= WHAT IS NEEDED =
Copy out each line in the records below that contains the word "wall".

= RECORDS SUPPLIED =
========================
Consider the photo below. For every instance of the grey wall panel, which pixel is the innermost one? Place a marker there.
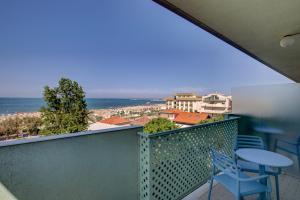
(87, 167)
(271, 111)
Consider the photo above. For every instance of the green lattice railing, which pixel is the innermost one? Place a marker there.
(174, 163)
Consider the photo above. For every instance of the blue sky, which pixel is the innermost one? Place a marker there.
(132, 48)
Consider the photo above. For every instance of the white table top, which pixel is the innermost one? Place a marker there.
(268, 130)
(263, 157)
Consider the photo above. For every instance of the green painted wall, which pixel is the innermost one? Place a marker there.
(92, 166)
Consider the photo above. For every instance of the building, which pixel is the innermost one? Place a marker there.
========================
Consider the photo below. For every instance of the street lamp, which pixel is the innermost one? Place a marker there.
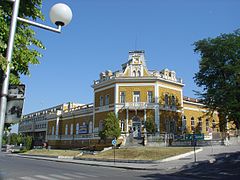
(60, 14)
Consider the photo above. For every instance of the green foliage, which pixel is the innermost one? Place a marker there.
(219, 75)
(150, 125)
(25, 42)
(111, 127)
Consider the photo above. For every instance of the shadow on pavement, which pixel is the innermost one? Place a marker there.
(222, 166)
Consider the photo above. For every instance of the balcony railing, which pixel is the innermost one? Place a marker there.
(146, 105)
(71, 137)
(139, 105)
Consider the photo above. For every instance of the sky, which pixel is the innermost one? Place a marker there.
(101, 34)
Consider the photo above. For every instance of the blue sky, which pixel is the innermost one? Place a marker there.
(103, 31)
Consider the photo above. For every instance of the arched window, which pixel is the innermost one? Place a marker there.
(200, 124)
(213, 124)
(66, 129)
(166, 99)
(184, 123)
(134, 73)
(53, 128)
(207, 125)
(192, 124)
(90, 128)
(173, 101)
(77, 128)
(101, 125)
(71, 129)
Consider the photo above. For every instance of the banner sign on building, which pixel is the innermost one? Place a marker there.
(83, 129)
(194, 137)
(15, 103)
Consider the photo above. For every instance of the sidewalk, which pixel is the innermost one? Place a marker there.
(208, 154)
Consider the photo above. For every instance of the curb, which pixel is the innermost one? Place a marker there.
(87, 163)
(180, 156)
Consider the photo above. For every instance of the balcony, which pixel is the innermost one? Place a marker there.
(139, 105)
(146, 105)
========================
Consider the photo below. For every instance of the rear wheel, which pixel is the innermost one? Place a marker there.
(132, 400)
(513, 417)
========================
= ANSWER TO THIS EXERCISE =
Consider the photo below. For every instance of the grey wall panel, which pixel is the innermost one? Place a marker there.
Consider the photo above. For every instance of the green painted wall, which pixel is the innermost one? Place a marker there.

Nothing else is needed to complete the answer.